Saved entries
....................

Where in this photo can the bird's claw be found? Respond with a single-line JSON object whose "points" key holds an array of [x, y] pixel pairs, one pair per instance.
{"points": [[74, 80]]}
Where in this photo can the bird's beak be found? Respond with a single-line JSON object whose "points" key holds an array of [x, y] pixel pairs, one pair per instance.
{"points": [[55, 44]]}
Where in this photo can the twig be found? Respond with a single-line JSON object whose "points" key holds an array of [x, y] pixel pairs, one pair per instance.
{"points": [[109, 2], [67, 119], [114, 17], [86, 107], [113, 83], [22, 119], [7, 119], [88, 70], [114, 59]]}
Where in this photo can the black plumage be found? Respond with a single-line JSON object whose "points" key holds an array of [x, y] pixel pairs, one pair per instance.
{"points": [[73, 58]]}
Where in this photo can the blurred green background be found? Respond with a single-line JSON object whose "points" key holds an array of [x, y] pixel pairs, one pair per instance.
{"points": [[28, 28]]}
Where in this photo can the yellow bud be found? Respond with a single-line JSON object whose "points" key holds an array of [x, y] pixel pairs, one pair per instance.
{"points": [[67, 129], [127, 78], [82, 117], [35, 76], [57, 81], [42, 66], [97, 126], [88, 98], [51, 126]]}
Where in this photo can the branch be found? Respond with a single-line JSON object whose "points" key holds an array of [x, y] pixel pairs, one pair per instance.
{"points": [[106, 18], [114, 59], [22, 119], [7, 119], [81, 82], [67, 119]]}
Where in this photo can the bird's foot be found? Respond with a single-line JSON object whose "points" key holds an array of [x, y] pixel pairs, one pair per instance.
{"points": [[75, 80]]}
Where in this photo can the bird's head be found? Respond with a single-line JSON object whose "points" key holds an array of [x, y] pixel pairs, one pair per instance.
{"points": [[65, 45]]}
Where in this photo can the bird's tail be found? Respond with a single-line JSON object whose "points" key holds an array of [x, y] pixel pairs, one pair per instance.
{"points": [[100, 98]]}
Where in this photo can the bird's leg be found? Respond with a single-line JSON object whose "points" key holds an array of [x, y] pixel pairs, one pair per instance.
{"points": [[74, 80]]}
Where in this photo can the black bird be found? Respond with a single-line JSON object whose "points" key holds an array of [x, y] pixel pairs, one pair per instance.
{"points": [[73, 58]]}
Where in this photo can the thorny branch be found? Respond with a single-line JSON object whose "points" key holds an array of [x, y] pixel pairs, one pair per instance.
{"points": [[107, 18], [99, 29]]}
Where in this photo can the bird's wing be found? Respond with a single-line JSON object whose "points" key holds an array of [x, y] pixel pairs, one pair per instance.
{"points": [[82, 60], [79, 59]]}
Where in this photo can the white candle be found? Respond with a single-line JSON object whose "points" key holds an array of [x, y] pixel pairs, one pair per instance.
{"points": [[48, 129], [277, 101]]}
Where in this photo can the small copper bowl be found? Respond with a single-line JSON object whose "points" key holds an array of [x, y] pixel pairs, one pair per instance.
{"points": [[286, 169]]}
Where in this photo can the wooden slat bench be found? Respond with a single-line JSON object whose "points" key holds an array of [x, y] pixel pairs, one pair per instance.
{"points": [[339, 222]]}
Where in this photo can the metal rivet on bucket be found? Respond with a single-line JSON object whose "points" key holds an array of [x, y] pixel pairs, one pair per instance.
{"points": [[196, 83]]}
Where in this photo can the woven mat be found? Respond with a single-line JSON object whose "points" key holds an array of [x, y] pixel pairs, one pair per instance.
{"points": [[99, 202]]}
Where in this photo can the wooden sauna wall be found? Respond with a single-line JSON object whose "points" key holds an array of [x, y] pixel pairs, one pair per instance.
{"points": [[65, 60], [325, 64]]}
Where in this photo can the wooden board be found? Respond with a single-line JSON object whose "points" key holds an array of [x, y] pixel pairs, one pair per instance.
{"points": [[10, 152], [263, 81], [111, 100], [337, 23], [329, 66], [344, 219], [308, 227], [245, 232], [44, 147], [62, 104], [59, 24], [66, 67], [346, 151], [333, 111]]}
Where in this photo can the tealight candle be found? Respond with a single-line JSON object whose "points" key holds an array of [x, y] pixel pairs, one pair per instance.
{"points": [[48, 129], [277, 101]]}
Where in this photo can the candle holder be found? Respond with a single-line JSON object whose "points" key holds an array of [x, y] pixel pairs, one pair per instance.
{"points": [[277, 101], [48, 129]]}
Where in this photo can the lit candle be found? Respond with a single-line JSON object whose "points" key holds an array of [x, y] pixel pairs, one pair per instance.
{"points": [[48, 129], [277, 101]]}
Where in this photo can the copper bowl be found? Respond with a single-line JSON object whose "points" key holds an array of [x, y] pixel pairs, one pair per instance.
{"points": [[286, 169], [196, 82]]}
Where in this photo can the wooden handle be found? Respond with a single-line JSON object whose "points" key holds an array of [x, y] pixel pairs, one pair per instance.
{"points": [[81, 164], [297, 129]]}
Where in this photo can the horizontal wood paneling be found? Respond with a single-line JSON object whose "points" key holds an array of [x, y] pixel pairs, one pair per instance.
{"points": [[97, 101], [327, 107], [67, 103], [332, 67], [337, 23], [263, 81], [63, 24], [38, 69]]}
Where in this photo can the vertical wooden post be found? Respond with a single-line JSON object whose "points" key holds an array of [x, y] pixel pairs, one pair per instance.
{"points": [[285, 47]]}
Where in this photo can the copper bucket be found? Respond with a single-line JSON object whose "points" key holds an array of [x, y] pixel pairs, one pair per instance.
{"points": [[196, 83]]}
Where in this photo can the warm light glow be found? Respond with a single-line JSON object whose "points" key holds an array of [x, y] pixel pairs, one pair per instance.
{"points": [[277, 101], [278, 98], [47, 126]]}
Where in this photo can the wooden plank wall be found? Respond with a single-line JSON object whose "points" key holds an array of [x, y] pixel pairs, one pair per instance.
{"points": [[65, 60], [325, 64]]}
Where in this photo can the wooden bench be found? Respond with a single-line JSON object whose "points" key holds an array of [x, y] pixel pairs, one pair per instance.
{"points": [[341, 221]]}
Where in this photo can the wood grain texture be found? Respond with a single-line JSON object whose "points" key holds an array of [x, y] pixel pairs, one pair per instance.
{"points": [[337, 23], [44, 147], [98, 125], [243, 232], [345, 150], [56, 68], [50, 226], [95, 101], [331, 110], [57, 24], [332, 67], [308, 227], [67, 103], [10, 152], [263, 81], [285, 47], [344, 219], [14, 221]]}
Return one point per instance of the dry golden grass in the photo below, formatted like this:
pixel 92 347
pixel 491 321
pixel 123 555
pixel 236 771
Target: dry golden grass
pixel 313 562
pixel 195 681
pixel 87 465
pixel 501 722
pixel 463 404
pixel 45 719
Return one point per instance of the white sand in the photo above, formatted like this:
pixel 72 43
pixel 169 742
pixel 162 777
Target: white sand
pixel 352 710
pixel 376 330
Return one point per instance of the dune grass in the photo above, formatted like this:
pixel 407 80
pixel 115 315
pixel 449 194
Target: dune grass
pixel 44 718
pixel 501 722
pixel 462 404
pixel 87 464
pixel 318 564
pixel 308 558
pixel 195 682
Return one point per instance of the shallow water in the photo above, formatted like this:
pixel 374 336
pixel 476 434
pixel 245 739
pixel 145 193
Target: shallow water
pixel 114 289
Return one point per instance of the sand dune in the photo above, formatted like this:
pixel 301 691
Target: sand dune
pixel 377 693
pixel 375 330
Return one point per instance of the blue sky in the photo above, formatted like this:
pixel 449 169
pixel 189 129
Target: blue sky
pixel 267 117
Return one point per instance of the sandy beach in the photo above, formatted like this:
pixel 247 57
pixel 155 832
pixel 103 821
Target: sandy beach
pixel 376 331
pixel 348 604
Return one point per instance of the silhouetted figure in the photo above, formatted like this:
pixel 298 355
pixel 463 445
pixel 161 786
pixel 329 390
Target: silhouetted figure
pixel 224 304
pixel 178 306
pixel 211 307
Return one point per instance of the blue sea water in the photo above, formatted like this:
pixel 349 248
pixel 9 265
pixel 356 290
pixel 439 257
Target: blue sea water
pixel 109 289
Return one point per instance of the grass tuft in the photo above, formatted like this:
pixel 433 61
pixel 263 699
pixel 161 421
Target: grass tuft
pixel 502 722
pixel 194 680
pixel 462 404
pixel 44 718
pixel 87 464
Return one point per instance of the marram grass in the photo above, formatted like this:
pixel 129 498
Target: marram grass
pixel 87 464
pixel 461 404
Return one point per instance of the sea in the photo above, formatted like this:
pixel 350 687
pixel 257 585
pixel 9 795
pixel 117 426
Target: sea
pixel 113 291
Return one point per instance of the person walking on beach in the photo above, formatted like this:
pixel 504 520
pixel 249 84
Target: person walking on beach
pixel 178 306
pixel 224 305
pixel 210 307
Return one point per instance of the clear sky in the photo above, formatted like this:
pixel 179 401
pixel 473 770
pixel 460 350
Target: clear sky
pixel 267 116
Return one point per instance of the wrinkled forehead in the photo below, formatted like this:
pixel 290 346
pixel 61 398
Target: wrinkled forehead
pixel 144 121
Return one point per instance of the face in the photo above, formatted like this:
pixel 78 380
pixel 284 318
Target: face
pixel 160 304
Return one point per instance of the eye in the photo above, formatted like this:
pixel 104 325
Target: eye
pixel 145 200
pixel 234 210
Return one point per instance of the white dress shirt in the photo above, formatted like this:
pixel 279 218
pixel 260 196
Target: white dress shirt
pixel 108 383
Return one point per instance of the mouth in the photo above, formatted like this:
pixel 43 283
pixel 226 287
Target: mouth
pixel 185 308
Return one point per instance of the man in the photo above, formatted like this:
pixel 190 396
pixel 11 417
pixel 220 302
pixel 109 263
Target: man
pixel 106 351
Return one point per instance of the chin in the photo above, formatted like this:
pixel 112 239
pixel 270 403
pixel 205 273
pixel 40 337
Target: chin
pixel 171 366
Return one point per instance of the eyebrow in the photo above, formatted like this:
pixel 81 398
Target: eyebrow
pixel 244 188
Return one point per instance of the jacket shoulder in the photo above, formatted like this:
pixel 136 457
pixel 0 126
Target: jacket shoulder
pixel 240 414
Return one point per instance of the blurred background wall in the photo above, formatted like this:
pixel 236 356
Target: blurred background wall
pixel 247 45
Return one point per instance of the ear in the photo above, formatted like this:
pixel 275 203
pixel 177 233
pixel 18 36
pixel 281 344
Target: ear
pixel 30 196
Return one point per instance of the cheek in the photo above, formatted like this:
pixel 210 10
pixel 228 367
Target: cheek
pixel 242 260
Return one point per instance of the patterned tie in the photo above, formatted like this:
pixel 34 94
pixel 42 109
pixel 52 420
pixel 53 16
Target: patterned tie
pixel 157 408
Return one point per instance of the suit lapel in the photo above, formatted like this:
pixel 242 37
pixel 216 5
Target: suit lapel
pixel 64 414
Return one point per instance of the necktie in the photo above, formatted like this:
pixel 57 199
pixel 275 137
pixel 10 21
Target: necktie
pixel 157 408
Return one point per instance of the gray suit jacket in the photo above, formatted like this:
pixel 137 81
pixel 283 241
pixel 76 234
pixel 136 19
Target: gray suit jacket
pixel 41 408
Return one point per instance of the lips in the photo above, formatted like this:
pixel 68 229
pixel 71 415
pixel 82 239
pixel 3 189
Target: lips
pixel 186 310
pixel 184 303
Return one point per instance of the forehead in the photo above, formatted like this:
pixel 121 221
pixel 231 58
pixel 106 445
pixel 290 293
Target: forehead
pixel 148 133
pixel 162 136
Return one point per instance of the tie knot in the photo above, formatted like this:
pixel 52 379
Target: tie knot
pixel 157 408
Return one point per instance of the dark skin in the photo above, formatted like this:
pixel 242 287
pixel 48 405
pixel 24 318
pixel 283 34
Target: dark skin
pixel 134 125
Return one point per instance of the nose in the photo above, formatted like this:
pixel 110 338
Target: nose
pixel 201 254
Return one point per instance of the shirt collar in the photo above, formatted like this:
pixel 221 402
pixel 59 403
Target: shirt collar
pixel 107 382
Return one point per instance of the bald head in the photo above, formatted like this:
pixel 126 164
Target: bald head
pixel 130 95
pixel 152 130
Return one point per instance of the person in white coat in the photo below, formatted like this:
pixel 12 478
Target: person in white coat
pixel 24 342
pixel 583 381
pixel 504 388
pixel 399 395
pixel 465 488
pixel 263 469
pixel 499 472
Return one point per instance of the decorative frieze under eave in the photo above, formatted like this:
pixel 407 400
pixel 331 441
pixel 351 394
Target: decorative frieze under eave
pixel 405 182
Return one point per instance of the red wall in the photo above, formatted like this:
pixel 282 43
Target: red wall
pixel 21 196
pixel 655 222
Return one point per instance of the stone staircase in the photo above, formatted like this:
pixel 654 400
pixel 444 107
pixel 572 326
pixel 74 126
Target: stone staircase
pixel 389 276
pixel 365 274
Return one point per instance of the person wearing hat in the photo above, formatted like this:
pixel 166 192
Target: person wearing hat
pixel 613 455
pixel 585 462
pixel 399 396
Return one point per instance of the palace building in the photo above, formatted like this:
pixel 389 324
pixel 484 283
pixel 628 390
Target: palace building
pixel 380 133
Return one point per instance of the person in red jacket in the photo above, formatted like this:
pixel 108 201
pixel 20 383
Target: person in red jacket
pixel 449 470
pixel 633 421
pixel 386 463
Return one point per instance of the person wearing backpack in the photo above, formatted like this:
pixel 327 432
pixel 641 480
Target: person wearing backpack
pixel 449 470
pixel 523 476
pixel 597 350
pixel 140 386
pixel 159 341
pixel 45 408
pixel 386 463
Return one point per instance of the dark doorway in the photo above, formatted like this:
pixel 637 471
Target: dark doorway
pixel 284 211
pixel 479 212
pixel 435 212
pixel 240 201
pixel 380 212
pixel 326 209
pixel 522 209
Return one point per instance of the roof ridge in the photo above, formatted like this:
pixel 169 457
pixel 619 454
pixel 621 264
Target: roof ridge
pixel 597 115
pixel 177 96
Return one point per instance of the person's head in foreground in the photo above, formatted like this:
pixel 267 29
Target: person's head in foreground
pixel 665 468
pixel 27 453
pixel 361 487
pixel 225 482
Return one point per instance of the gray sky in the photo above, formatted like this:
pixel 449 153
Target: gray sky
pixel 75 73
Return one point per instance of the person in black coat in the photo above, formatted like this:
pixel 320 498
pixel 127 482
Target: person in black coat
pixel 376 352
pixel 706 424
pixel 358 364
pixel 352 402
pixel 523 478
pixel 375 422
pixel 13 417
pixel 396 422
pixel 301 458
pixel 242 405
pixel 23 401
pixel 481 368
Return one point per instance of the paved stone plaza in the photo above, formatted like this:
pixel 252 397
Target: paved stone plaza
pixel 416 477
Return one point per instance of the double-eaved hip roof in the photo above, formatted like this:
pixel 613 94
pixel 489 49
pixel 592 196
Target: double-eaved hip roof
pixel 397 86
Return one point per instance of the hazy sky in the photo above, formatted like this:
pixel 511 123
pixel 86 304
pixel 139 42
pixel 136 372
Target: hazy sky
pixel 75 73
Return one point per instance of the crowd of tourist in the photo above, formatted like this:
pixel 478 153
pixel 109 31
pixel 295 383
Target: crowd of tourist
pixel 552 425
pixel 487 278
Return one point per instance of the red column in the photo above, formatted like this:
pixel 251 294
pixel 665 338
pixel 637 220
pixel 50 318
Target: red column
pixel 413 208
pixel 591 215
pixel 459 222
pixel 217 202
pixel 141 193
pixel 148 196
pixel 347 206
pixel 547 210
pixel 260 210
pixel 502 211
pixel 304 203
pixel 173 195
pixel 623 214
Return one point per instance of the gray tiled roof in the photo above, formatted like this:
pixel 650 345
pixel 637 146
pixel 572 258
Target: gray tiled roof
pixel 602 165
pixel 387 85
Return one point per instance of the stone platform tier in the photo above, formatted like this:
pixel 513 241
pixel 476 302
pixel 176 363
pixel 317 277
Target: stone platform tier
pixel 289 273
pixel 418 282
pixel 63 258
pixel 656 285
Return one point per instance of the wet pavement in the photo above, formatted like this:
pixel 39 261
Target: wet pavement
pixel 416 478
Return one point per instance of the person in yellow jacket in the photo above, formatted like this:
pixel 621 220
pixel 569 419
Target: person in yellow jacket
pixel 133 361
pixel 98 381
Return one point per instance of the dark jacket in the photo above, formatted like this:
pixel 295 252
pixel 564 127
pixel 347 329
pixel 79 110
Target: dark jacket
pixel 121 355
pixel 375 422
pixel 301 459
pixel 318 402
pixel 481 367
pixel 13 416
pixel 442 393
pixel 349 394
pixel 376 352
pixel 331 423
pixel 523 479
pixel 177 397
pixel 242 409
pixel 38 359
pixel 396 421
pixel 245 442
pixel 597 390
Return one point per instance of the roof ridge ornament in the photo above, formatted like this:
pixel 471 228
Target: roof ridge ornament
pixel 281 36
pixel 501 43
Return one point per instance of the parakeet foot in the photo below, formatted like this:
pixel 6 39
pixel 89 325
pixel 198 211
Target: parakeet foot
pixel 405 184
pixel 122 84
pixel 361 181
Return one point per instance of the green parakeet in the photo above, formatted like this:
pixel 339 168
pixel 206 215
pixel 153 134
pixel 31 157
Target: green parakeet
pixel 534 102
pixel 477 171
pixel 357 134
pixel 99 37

....................

Aim of the task: Say the number of lines in the records above that include the string "below", and no more.

Solution for this exercise: 4